[Labeled-object pointing entries]
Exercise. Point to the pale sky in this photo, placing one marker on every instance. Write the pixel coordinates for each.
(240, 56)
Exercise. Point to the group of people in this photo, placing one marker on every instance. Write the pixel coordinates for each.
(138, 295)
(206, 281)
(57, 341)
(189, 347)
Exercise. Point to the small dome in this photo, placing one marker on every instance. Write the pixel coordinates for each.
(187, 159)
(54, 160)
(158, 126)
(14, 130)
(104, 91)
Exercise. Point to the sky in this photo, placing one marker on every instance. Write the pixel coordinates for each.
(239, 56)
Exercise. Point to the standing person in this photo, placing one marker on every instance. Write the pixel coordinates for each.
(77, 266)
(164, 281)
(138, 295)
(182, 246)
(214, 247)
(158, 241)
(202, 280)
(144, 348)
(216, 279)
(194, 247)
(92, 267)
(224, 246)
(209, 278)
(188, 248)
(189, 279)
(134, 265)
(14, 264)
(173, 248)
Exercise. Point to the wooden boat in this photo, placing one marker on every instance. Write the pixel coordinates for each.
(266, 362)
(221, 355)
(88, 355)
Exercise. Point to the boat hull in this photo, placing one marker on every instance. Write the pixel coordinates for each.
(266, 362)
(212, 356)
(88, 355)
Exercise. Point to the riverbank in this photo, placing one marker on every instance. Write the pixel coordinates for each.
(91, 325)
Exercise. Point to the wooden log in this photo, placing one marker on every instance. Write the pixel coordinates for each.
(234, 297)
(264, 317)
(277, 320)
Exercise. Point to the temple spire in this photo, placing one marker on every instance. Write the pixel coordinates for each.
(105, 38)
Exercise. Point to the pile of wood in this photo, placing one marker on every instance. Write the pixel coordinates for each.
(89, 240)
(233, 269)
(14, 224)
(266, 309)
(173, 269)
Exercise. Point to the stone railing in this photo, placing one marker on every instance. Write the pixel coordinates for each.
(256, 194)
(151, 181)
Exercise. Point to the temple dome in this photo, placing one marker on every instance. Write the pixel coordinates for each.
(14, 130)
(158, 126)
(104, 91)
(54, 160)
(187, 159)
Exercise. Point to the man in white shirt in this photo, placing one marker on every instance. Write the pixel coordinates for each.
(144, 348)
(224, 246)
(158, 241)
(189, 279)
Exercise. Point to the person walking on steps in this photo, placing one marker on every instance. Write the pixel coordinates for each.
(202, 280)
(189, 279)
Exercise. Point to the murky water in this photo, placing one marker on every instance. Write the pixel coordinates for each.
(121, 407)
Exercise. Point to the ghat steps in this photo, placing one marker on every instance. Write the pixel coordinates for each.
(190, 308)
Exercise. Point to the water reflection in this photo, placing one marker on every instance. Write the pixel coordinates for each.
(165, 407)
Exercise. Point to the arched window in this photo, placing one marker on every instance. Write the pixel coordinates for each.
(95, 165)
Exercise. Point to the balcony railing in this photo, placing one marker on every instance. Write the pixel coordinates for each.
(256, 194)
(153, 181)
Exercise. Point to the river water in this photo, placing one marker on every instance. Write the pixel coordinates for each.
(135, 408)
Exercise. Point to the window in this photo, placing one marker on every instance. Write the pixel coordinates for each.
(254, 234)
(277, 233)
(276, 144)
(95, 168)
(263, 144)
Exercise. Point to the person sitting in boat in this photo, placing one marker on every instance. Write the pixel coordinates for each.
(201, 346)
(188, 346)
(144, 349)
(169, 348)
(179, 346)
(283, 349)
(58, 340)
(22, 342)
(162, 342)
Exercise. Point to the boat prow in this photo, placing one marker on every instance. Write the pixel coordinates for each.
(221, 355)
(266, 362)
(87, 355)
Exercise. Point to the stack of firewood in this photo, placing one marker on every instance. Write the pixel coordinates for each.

PROBLEM TO SOLVE: Render every line of the items above as a JSON list of strings, one string per line, omitting blank lines.

COMPLETED TASK:
[
  "Exercise. Point to the pale sky in this photo, placing one marker on every instance. Write the pixel coordinates for each.",
  "(240, 56)",
  "Exercise. Point to the group of people in this photo, placing one marker on every instance. Write the pixel coordinates for each.",
  "(138, 295)",
  "(206, 281)",
  "(57, 341)",
  "(189, 347)",
  "Exercise. Point to the small dome in this photo, placing one marker on every instance. Write the pixel coordinates for each.",
  "(187, 159)",
  "(54, 160)",
  "(158, 126)",
  "(14, 130)",
  "(104, 91)",
  "Exercise. Point to the sky in this photo, placing one marker on every instance. Write the pixel coordinates for each.",
  "(239, 56)",
  "Exercise. Point to the standing person in this photo, placing one marker on every instance. Write the pixel coordinates for each.",
  "(77, 266)",
  "(164, 281)",
  "(138, 295)",
  "(182, 246)",
  "(214, 247)",
  "(158, 241)",
  "(202, 280)",
  "(144, 348)",
  "(216, 279)",
  "(194, 247)",
  "(92, 267)",
  "(224, 246)",
  "(209, 278)",
  "(188, 248)",
  "(189, 279)",
  "(134, 265)",
  "(14, 264)",
  "(173, 248)",
  "Exercise. Point to the wooden boat in this photo, placing one marker on every instance. Write the pixel coordinates for each.",
  "(266, 362)",
  "(221, 355)",
  "(88, 355)",
  "Exercise. Point to the boat hull in this photo, placing one marker on every instance. Write the pixel coordinates for each.",
  "(266, 362)",
  "(212, 356)",
  "(88, 355)",
  "Exercise. Point to the riverbank in this photo, placing one marker on every instance. Write the pixel coordinates for each.",
  "(91, 325)",
  "Exercise. Point to the wooden log in this photo, placing one marker on every instance. Write the pixel coordinates for each.",
  "(234, 297)",
  "(264, 317)",
  "(277, 320)",
  "Exercise. Point to the temple spire in this photo, placing one marker on every instance. Write the pixel coordinates for each.",
  "(105, 38)",
  "Exercise. Point to the pile of wood in this photo, placing one marker on every instance. Write the pixel coordinates for each.",
  "(89, 240)",
  "(233, 269)",
  "(14, 224)",
  "(266, 309)",
  "(173, 269)",
  "Exercise. Point to the stone railing in this photo, placing one marker on every instance. Write the pixel coordinates for each.",
  "(256, 194)",
  "(151, 181)",
  "Exercise. Point to the temple dome in this photo, placing one marker on every instance. Write the pixel coordinates for each.",
  "(14, 130)",
  "(158, 126)",
  "(104, 91)",
  "(54, 160)",
  "(187, 159)",
  "Exercise. Point to the man in white shirt in this photo, placing one marker on every instance. Write the pixel coordinates for each.",
  "(144, 348)",
  "(224, 246)",
  "(158, 241)",
  "(189, 279)",
  "Exercise. Point to the person walking on steps in this photo, placing one marker on every instance. Write the pixel coordinates for each.",
  "(202, 280)",
  "(189, 279)",
  "Exercise. Point to the murky water in this photo, placing one marker on every instance. Write the pixel coordinates for each.",
  "(121, 407)",
  "Exercise. Point to the ghat steps in this photo, placing one marker on every instance. Write the pixel coordinates for each.",
  "(190, 308)",
  "Exercise. Point to the water reflection in this photo, placing one marker on every instance. Write the pixel coordinates for each.",
  "(165, 407)",
  "Exercise. Point to the arched window in this photo, placing one marker on every instance. Write the pixel coordinates for each.",
  "(95, 165)",
  "Exercise. Point to the balcony railing in this photo, placing one marker on every instance. Write the pixel coordinates for each.",
  "(256, 194)",
  "(153, 181)",
  "Exercise. Point to the river water in this photo, placing one marker on every instance. Write the pixel coordinates for each.",
  "(135, 408)",
  "Exercise. Point to the window in this photo, placing one marker on every instance. Write the pixel coordinates for each.",
  "(254, 234)",
  "(277, 233)",
  "(276, 144)",
  "(95, 168)",
  "(263, 144)",
  "Exercise. Point to the person sitting in boat in this photo, placing one marker on every instance. Write the pixel coordinates for each.",
  "(201, 346)",
  "(188, 346)",
  "(144, 349)",
  "(169, 348)",
  "(179, 346)",
  "(283, 349)",
  "(58, 340)",
  "(22, 342)",
  "(162, 342)",
  "Exercise. Point to the boat prow in this photo, placing one marker on every instance. Write the pixel coordinates for each.",
  "(221, 355)",
  "(266, 362)",
  "(87, 355)",
  "Exercise. Point to the stack of firewood in this photo, placing one marker on every instance. Write the pixel coordinates for each."
]